• TEXT TO READ
########################################

As for the pick, it's only a 10th pick or worse. That's why we've hung onto it for so long, Minnesota has picked above 10 for quite a few years in a row. I'd even consider tossing in a 2nd rounder, possibly a 1st, Love has legit talent.


----------



## BobbyDigital32 (Mar 16, 2003)

I doubt Love is still on the trading block if he even was before. The Wolves have made some pretty stupid moves the last year and a half, but to trade love would be absolutely moronic. They already got rid of big Al, so there is no reason they should give away one of their only good post player. That bastard Love is making me look like a fool in my fantasy league. I wish I took him instead of Al Jefferson.


----------



## leidout (Jul 13, 2005)

BobbyDigital32 said:


> I doubt Love is still on the trading block if he even was before. The Wolves have made some pretty stupid moves the last year and a half, but to trade love would be absolutely moronic. They already got rid of big Al, so there is no reason they should give away one of their only good post player. That bastard Love is making me look like a fool in my fantasy league. I wish I took him instead of Al Jefferson.


Kurt Rambis has been benching Love for no good reason, regardless of his great play. At the very least, things are not happy there. I would be surprised to see both guys still on the team by the end of the season.

########################################

• RECORDED DATA
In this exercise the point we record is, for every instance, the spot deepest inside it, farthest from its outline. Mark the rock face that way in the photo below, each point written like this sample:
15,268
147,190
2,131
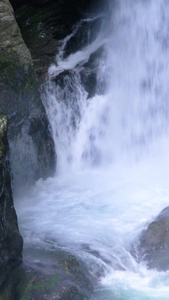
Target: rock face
154,242
44,23
10,238
30,142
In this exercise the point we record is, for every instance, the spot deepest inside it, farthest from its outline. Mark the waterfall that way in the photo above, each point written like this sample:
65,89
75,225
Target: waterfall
108,105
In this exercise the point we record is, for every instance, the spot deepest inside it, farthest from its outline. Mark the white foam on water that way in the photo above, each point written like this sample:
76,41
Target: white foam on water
112,151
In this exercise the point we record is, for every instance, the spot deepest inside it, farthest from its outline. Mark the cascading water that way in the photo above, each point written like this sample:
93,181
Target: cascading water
111,149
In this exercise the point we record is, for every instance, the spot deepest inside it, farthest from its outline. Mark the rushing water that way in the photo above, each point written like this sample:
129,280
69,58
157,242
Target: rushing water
112,151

########################################

• WORK INSTRUCTIONS
**1)** Translate this sentence from the basketball forum thread into Spanish: "Kurt Rambis has been benching Love for no good reason, regardless of his great play."
**2)** In the basketball forum thread, what does the first post say about the pick's position?
**3)** From the basketball forum thread, extract the part that opens with the words containing "As for the pick, it's" and closes with "(Mar 16, 2003)".
The rows above are separate material, unrelated to the basketball forum thread.

• RESPONSES TO THE EXERCISE
**1)** Kurt Rambis ha estado dejando a Love en el banquillo sin ninguna buena razón, a pesar de su gran juego.

**2)** It is only a 10th pick or worse.

**3)**
As for the pick, it's only a 10th pick or worse. That's why we've hung onto it for so long, Minnesota has picked above 10 for quite a few years in a row. I'd even consider tossing in a 2nd rounder, possibly a 1st, Love has legit talent.


----------



## BobbyDigital32 (Mar 16, 2003)